If a line in the entries below includes "white", show that line.

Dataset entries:
★ ★ ★

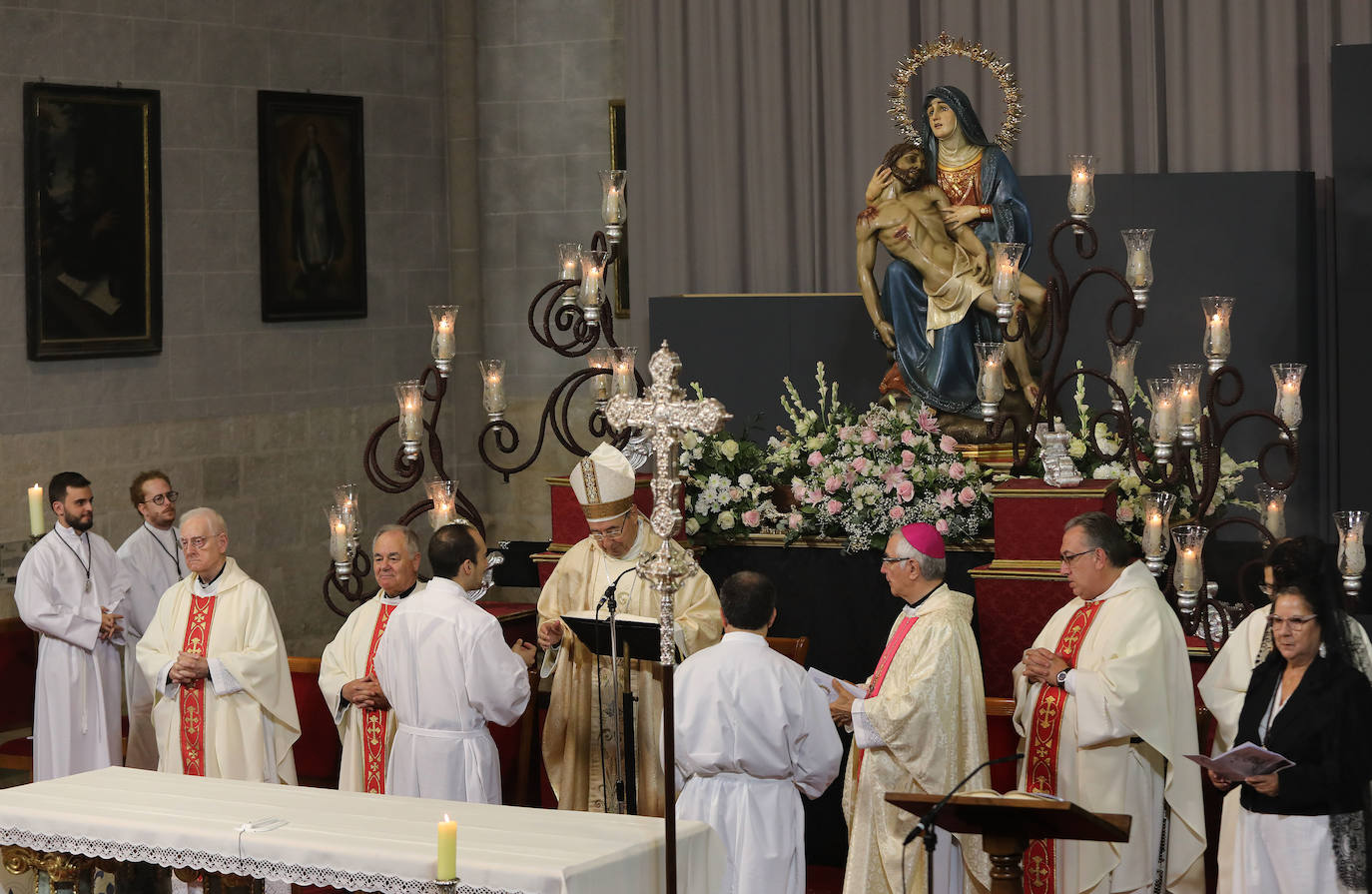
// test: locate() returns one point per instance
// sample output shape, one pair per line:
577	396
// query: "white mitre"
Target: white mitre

★ ★ ★

*Answer to this problem*:
// query: "white mitre"
Target: white mitre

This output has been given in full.